» Task requirements
Repeat word for word the passage of the text on schools starting with "5.    Discriminate… but" and going on through "comes to sports.".

::: Text for analysis :::

Our schools heavily establish the concept of right answers v/s wrong answers. However, mostly there are no right answers. Sometimes, the glass is neither half empty nor half full. It’s both. Sometimes, the students can choose their own answers and make them right. Give them a chance to do so.

 

4.    Call it questioning, not “answering back”

No question is stupid. The only stupid question is the one they don’t ask. Make school a place for innocent curiosity. For asking questions on the traditions, the norms. Question the way that things are, the way that they’ve been since long just because no one has dared to ask why. “Live with it” is a phrase for losers. Schools should raise go-getters who know what needs to be done and can find the means to do it. Following the status quo is not a fair play anymore.

 

5.    Discriminate… but in the right way

Not using gender as a constant basis of segregation and role definition is essential. Encourage equity in the little things. Avoid emphasizing on the importance of doing household chores to girls only. Avoid putting only boys on the forefront when it comes to sports.

 

6.    Personalize learning

Now understandably, every student cannot have a personal study plan. But let readers read more and leaders lead more. Let there be classes of preferred interests. Let them pick their subjects sooner.

::: Excerpted records :::

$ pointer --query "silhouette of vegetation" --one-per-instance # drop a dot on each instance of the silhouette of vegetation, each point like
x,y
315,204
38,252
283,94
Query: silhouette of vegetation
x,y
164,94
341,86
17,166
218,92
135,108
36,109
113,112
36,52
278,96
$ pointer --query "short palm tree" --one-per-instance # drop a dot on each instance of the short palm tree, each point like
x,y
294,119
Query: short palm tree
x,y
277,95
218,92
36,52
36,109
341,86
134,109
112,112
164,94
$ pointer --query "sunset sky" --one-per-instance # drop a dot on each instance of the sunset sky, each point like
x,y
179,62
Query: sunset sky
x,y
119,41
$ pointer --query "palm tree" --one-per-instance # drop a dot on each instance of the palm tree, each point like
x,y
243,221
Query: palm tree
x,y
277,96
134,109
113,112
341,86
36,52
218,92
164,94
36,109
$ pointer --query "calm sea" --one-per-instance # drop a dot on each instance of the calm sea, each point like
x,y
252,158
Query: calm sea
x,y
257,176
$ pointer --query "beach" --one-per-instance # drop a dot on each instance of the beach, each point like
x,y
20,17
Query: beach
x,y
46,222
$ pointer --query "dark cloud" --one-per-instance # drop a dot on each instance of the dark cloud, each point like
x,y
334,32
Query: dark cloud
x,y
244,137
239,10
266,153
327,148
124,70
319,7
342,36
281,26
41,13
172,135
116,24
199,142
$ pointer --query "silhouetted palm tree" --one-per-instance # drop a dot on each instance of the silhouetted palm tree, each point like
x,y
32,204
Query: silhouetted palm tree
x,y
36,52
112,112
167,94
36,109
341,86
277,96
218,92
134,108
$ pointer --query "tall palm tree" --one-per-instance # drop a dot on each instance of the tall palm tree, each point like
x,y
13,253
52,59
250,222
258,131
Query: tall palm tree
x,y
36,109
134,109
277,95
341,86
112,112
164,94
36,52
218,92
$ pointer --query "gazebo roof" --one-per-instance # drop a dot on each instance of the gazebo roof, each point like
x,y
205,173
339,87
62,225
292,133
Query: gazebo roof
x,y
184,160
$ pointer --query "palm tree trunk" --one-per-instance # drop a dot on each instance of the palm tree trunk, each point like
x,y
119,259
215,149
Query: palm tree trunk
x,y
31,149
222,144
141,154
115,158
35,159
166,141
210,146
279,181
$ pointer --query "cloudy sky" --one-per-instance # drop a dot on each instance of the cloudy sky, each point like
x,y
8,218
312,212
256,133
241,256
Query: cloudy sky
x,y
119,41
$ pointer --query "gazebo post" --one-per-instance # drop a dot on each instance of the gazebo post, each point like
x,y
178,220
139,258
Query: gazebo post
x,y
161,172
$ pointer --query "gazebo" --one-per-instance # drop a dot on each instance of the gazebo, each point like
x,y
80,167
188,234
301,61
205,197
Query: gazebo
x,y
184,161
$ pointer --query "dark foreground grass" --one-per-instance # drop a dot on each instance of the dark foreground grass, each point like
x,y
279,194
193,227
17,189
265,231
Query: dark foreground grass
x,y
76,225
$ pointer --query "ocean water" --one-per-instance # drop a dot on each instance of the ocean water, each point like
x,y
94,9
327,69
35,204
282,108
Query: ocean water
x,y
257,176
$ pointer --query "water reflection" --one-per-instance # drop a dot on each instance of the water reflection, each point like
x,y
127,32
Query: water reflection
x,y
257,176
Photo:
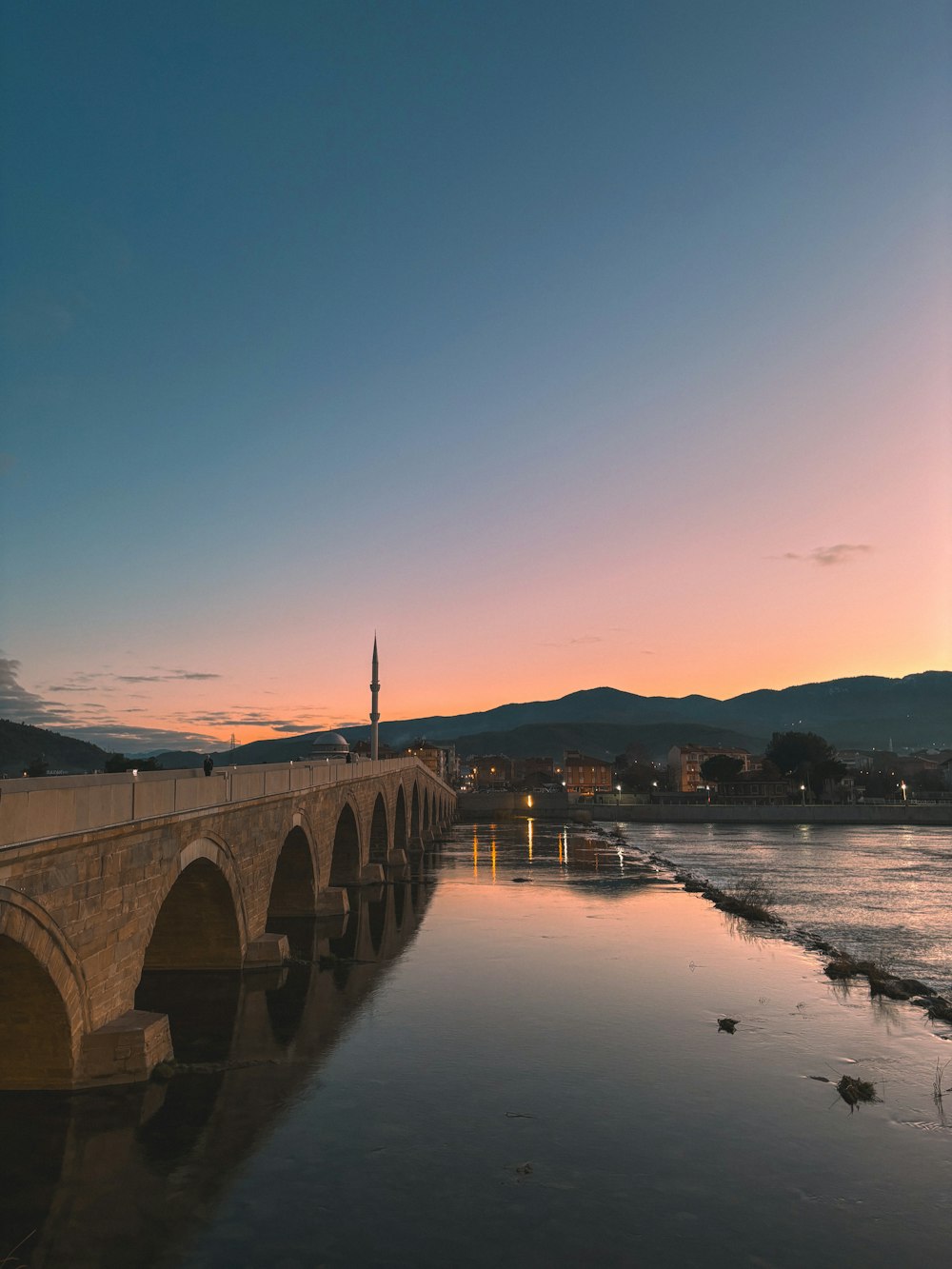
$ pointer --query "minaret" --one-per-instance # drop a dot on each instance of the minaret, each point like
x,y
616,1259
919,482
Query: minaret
x,y
375,712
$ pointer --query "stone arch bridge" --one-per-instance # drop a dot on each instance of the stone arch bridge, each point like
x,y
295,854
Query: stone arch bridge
x,y
109,879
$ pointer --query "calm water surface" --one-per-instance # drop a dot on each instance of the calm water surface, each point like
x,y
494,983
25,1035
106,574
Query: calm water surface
x,y
879,892
494,1071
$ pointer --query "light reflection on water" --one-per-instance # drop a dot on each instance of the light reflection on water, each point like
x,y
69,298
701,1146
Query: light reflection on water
x,y
513,1074
879,892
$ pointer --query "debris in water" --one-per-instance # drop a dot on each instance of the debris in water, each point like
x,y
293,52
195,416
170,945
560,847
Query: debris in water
x,y
853,1090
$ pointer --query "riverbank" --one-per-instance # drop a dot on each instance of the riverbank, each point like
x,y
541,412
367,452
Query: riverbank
x,y
567,1060
483,806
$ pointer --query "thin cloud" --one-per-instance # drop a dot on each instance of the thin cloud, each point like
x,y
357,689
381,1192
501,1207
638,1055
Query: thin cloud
x,y
570,643
843,552
166,677
84,720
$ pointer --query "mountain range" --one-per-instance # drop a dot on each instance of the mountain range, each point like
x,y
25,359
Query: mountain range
x,y
870,712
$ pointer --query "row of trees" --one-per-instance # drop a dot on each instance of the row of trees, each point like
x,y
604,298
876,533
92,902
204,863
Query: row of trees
x,y
798,755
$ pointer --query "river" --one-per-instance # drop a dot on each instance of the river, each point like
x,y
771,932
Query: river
x,y
512,1056
882,894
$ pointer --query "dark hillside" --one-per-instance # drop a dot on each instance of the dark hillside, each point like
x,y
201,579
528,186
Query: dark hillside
x,y
21,744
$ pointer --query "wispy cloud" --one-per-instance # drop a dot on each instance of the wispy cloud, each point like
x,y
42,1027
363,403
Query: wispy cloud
x,y
88,720
575,640
843,552
166,677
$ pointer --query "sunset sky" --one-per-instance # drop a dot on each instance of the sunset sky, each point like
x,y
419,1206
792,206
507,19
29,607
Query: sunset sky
x,y
564,344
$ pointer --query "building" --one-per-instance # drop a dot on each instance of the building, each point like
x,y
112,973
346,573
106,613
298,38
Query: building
x,y
535,770
441,759
490,770
330,746
684,763
585,774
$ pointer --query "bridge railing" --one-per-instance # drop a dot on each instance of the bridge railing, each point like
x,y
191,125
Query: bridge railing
x,y
32,810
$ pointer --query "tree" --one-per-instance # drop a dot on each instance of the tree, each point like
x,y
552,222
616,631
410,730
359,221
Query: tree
x,y
638,778
722,766
120,763
806,757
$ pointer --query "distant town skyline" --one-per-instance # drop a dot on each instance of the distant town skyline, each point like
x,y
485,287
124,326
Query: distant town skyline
x,y
565,346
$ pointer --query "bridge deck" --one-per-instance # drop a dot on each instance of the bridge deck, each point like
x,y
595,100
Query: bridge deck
x,y
56,806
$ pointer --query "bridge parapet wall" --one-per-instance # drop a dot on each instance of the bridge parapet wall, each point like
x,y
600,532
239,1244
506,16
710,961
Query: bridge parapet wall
x,y
33,810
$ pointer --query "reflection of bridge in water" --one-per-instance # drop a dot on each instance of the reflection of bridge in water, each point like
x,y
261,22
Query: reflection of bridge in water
x,y
120,1177
109,881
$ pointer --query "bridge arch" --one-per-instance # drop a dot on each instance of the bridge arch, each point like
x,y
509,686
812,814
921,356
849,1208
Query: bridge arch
x,y
346,856
200,922
380,843
415,816
293,890
400,822
44,1002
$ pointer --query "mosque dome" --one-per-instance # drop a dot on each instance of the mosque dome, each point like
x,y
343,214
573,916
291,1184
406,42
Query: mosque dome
x,y
329,744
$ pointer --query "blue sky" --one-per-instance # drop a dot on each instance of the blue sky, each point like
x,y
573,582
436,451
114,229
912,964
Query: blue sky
x,y
493,327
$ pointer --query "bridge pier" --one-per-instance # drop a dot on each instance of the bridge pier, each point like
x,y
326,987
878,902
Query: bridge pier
x,y
331,902
125,1050
266,952
110,882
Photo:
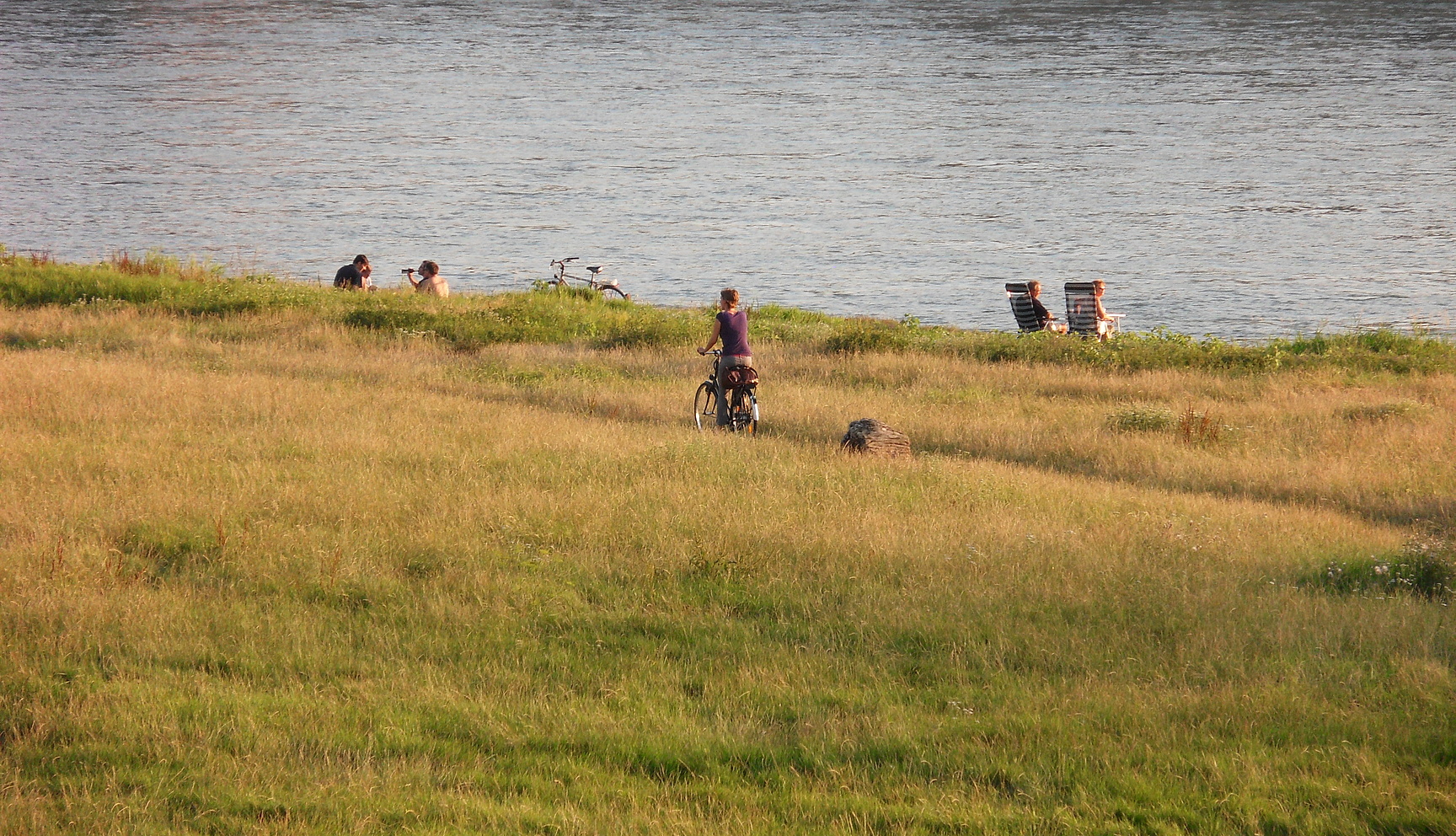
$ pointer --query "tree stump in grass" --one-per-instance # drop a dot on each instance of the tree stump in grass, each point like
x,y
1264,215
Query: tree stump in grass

:::

» Answer to this problem
5.    Discriminate… but in the right way

Not using gender as a constant basis of segregation and role definition is essential. Encourage equity in the little things. Avoid emphasizing on the importance of doing household chores to girls only. Avoid putting only boys on the forefront when it comes to sports.